§ REQUIREMENT
Can you retype every record below exactly as written?

#### TASK MATERIAL ####

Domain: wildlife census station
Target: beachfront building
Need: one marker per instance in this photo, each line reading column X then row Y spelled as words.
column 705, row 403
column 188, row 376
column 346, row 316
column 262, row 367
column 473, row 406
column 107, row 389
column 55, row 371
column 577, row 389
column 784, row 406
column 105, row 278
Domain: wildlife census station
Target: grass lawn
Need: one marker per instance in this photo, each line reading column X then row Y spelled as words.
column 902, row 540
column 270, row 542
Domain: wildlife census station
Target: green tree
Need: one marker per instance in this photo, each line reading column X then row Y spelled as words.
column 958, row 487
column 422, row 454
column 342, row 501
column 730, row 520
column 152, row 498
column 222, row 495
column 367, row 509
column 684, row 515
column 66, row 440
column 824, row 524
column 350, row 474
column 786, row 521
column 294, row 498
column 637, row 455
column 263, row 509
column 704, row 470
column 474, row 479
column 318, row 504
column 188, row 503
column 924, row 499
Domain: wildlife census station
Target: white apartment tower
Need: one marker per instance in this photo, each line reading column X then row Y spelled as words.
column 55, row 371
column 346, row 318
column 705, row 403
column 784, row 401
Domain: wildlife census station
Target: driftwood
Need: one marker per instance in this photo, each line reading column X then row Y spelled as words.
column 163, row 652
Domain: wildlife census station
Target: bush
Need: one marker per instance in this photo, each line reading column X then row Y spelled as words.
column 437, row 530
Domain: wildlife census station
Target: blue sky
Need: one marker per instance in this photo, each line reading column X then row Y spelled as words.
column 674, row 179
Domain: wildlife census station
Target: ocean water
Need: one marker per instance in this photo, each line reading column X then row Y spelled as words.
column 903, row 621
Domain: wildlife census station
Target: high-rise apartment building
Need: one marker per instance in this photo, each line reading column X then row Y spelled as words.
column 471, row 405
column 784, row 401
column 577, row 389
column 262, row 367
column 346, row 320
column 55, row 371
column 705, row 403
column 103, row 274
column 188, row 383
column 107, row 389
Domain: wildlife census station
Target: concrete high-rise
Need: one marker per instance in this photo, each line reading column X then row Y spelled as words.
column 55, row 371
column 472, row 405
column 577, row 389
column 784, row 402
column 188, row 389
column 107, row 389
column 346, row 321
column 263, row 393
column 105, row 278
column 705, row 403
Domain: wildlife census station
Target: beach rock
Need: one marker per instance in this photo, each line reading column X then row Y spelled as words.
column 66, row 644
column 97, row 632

####

§ EXPECTED ANSWER
Domain: wildlife census station
Target: beachfront building
Need: one marker per instance in this photo, each line reading column X then row Y spelled as words.
column 705, row 403
column 188, row 376
column 346, row 316
column 262, row 367
column 473, row 406
column 107, row 389
column 55, row 371
column 577, row 389
column 784, row 406
column 105, row 278
Domain: wildlife census station
Target: grass lawn
Need: one marker per instance in this photo, each line reading column X then row Y spelled as words.
column 902, row 540
column 270, row 542
Domain: wildlife census station
Target: green tree
Need: one marker per instance in this photo, each line reading column X then row Y spelled as words.
column 958, row 487
column 422, row 454
column 342, row 501
column 730, row 520
column 152, row 498
column 222, row 495
column 367, row 509
column 684, row 515
column 66, row 440
column 824, row 524
column 350, row 474
column 786, row 521
column 294, row 498
column 637, row 455
column 263, row 509
column 704, row 470
column 474, row 479
column 318, row 504
column 188, row 503
column 924, row 499
Domain: wildlife census station
Target: white apartment tower
Need: one marker per instance in this photo, each line reading column X then row Y spelled as words.
column 55, row 371
column 346, row 318
column 705, row 403
column 784, row 401
Domain: wildlife census station
Target: driftwood
Need: one marker per instance in this photo, each line reading column X then row Y spelled as words.
column 163, row 652
Domain: wildlife census station
Target: bush
Need: one marker per instance in this photo, each line reading column X then row Y spelled as words.
column 437, row 530
Domain: wildlife census station
Target: blue sky
Need: one marker per instance in this photo, each line reading column X then row Y spelled as words.
column 674, row 179
Domain: wildlife census station
Target: ocean water
Need: one marker per instance in this photo, each line reading column X then row Y spelled as words.
column 903, row 621
Domain: wildlife census station
Target: high-rise apartment building
Need: one marker per instance in this photo, each line reading column X then row Y spelled as words.
column 471, row 405
column 784, row 401
column 577, row 389
column 262, row 367
column 346, row 320
column 55, row 371
column 705, row 403
column 103, row 274
column 188, row 383
column 107, row 389
Domain: wildlife census station
Target: concrete high-rise
Need: one marker per instance in this photo, each line reading column X then row Y spelled as words.
column 55, row 371
column 472, row 405
column 577, row 389
column 784, row 402
column 188, row 389
column 107, row 389
column 346, row 321
column 263, row 393
column 105, row 278
column 705, row 403
Domain: wildlife census station
Target: beach rock
Need: one marker per instance in this photo, each line reading column X then row Y spelled as words.
column 66, row 644
column 97, row 632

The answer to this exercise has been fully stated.